• _Problem requirements_
Count the lines below that contain the string "horizon", treating uppercase and lowercase as different. Reply with the number alone.

-- BEGIN Data entries --

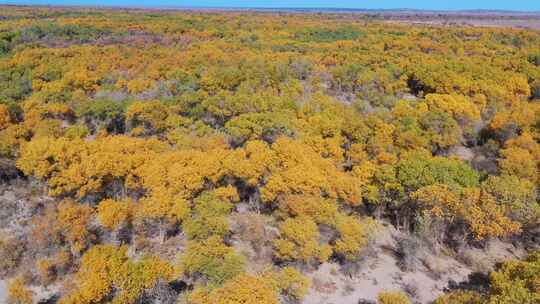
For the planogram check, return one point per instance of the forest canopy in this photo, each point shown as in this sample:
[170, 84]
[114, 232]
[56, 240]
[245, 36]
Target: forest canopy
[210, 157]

-- END Data entries --
-- BEGIN Data entries --

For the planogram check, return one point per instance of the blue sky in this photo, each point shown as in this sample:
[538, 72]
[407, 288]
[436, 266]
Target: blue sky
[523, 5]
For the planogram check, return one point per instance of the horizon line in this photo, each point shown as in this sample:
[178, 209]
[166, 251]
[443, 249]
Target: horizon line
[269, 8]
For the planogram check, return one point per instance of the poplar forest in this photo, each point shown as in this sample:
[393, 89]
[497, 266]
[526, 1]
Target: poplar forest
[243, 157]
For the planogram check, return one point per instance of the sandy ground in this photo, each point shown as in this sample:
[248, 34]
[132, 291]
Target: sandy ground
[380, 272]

-- END Data entries --

• _Output below_
2